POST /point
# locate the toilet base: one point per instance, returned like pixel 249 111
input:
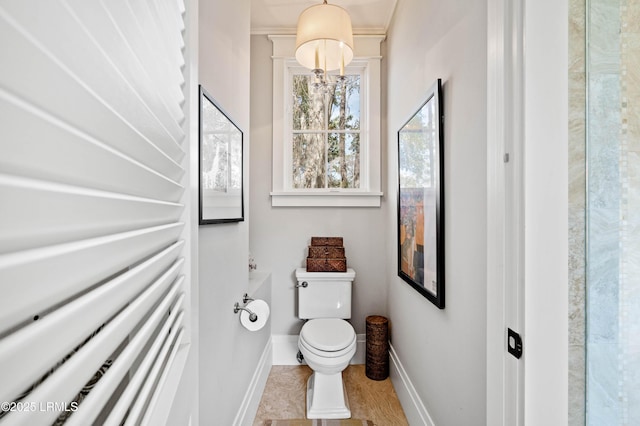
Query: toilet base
pixel 327 397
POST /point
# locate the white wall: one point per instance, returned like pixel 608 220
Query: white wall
pixel 279 236
pixel 443 351
pixel 229 354
pixel 546 212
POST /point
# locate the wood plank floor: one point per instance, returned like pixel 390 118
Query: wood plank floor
pixel 284 396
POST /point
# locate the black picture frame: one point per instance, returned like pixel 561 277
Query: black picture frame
pixel 220 165
pixel 421 198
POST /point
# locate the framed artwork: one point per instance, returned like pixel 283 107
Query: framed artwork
pixel 220 165
pixel 421 199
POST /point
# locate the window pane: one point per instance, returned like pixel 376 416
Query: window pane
pixel 344 160
pixel 308 108
pixel 345 104
pixel 308 160
pixel 215 162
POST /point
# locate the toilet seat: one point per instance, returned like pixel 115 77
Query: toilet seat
pixel 328 337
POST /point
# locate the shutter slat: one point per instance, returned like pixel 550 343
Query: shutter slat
pixel 45 342
pixel 40 213
pixel 37 140
pixel 70 377
pixel 148 389
pixel 154 40
pixel 105 81
pixel 127 63
pixel 139 43
pixel 136 382
pixel 60 92
pixel 51 275
pixel 103 390
pixel 93 169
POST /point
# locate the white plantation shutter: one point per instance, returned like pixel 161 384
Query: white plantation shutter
pixel 92 232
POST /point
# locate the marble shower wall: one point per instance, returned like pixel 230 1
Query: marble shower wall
pixel 629 309
pixel 610 137
pixel 577 209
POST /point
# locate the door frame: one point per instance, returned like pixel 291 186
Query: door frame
pixel 505 209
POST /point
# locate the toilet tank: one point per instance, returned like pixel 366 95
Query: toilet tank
pixel 325 295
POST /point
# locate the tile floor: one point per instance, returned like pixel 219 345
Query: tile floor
pixel 284 396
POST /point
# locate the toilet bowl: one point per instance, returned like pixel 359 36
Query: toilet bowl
pixel 327 345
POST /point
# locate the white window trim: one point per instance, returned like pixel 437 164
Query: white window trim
pixel 366 56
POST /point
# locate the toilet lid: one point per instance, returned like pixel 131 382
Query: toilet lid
pixel 328 334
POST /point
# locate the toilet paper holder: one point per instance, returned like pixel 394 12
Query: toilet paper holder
pixel 253 317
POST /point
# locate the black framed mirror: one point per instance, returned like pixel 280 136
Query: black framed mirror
pixel 220 165
pixel 421 199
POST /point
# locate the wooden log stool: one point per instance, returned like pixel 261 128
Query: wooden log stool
pixel 377 349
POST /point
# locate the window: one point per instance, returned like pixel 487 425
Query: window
pixel 326 144
pixel 325 132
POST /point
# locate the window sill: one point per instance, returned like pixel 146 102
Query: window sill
pixel 325 199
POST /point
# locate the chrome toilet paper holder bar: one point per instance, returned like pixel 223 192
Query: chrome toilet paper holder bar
pixel 253 317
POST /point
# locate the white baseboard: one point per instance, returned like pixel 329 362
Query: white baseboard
pixel 285 349
pixel 250 403
pixel 414 409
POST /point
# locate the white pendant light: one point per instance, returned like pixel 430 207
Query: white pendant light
pixel 324 38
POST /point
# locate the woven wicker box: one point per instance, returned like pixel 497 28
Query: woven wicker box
pixel 326 252
pixel 327 241
pixel 326 265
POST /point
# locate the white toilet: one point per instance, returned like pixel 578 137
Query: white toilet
pixel 327 342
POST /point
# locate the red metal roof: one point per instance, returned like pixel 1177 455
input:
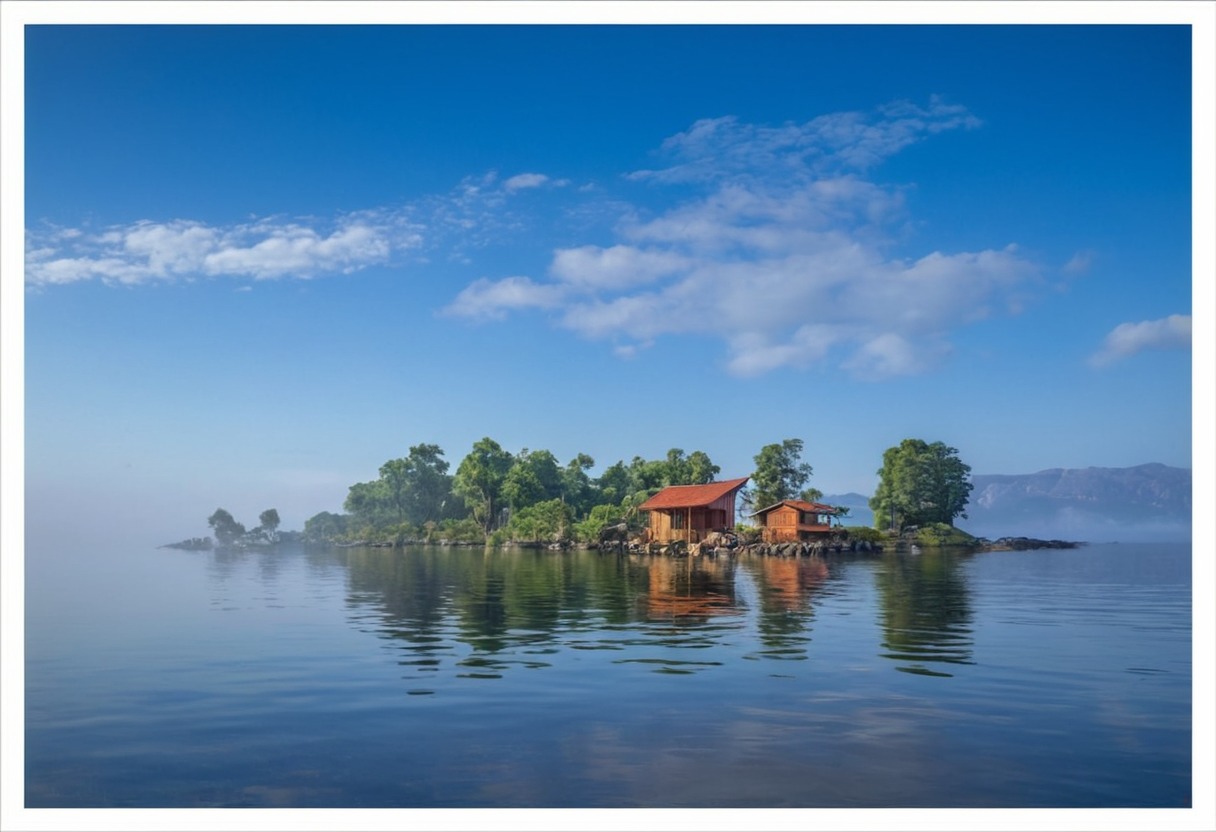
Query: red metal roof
pixel 692 496
pixel 801 505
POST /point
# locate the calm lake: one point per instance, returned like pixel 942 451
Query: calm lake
pixel 463 678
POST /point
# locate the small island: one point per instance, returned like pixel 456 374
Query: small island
pixel 670 506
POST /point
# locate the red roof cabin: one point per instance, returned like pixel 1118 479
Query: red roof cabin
pixel 690 512
pixel 791 521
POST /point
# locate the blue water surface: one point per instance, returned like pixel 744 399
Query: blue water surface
pixel 442 676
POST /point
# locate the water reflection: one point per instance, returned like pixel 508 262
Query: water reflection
pixel 925 612
pixel 786 589
pixel 690 588
pixel 483 612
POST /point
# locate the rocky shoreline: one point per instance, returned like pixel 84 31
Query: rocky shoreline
pixel 718 545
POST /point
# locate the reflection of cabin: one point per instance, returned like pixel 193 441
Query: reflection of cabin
pixel 690 512
pixel 797 520
pixel 693 586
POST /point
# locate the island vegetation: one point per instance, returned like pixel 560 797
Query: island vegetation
pixel 497 498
● ● ● ●
• _WORK TO DO_:
Rewrite all the records above, changing every "Query" to "Label" and leaving everything else as it is. Omit the pictures from your answer.

• _ANSWER TO THIS TASK_:
POST /point
# locate the toilet base: one point per instance, returned like pixel 249 111
input:
Label: toilet base
pixel 327 397
POST /point
# locate the white wall: one point per instance, returned like pixel 608 220
Label: white wall
pixel 279 236
pixel 443 351
pixel 229 354
pixel 546 212
POST /point
# locate the wood plank floor: one point per instance, returned like pixel 390 118
Label: wood plank floor
pixel 284 396
POST /point
# locate the black picture frame: one point per instance, returned like pixel 561 277
Label: black picture frame
pixel 220 165
pixel 421 198
POST /point
# locate the framed artwork: one point per instance, returned like pixel 283 107
Label: framed artwork
pixel 220 165
pixel 421 199
POST /point
# locate the window pane: one point per instance, returned like pixel 376 416
Label: window pane
pixel 344 160
pixel 308 108
pixel 345 104
pixel 308 160
pixel 215 162
POST /point
# locate the toilet seat: one point per instance, returned like pixel 115 77
Label: toilet seat
pixel 328 337
POST /point
# locate the shutter slat: one point per instance, returned like pixel 550 343
Label: shutter slat
pixel 45 342
pixel 40 213
pixel 37 140
pixel 70 377
pixel 148 389
pixel 154 40
pixel 105 81
pixel 127 63
pixel 139 43
pixel 136 382
pixel 60 92
pixel 51 275
pixel 103 390
pixel 93 169
POST /point
# locate the white plantation shutter: one point per instance, returned like pixel 161 384
Label: white plantation shutter
pixel 92 232
POST /point
# locate the marble shower wall: one point per instance, returned like pixel 230 1
Label: marble shower wall
pixel 629 309
pixel 610 137
pixel 577 209
POST /point
# locate the door frame: one point per instance, returned like pixel 291 186
Label: door frame
pixel 505 209
POST /point
# locate the toilet tank: one point per instance, returned like pixel 366 95
Label: toilet tank
pixel 325 295
POST /point
# locate the tile floor: one point per instance, returned like pixel 219 345
Label: tile floor
pixel 284 396
POST /point
# locate the toilet bowl: one point per instance, returned like pixel 359 36
Label: toilet bowl
pixel 327 345
POST /point
# locate the white window trim: one point per instance, returned like pixel 437 164
Label: white window trim
pixel 366 56
POST /point
# locate the toilet lid: one point per instance, returned like pixel 131 382
Label: toilet lid
pixel 328 334
POST /point
# locate the toilet paper holder: one point per instance, returned like pixel 394 12
Label: toilet paper holder
pixel 253 317
POST /point
# locate the black framed mirror: one point per instance, returned like pixel 280 136
Label: black framed mirror
pixel 220 165
pixel 421 199
POST /point
# locate the wooden log stool: one point per instance, returned like pixel 261 128
Label: wooden log stool
pixel 377 349
POST /point
# locate the window: one point per instance, returned like pixel 487 425
Label: window
pixel 326 144
pixel 325 132
POST /point
# locate the window sill: one point per instance, returned like pixel 146 102
Label: window sill
pixel 325 199
POST /point
# locate the chrome toilet paper holder bar: one point per instance, returned like pixel 223 192
Label: chrome toilet paper holder bar
pixel 253 317
POST /point
# locate the white baseboard: one point per instance, returned like pixel 329 362
Label: white baseboard
pixel 285 349
pixel 250 403
pixel 414 409
POST /point
# locate the white pendant light: one point per instance, returned like pixel 430 207
Label: white pendant light
pixel 324 38
POST /point
# locate the woven wicker box: one point per instance, returned like pixel 497 28
Label: woven wicker box
pixel 326 252
pixel 327 241
pixel 326 265
POST /point
# locate the white toilet: one point per instance, returned like pixel 578 137
Label: white toilet
pixel 327 342
POST /point
# locate the red metal roof: one point per instance, returned like pixel 1177 455
input:
Label: red metal roof
pixel 692 496
pixel 801 505
POST /point
# locate the calm lake: one point per instance, returned like pixel 942 451
Label: calm lake
pixel 463 678
POST /point
# locate the small island: one point per instance, returned like pixel 456 374
Label: small island
pixel 670 506
POST /point
# locate the red roof cabin: one point per instance, returned like pixel 1118 479
Label: red roof cabin
pixel 690 512
pixel 791 521
POST /point
# locate the blue water surface: one point per instance, returned like pixel 744 399
Label: blue water surface
pixel 442 676
POST /point
# locate the water reflection: one point per instance, returned like pixel 508 262
Label: water reflection
pixel 925 612
pixel 786 589
pixel 690 588
pixel 483 612
POST /point
# locate the rocky shoreline: one point per instance, returned like pixel 84 31
Label: rocky shoreline
pixel 718 545
POST /point
# locate the reflection of cabin: one point per instance, returned like pixel 193 441
Label: reflection of cabin
pixel 690 512
pixel 797 520
pixel 693 586
POST /point
# locate the island vegetation: one point per instance, returned like pixel 560 797
Label: island vegetation
pixel 497 498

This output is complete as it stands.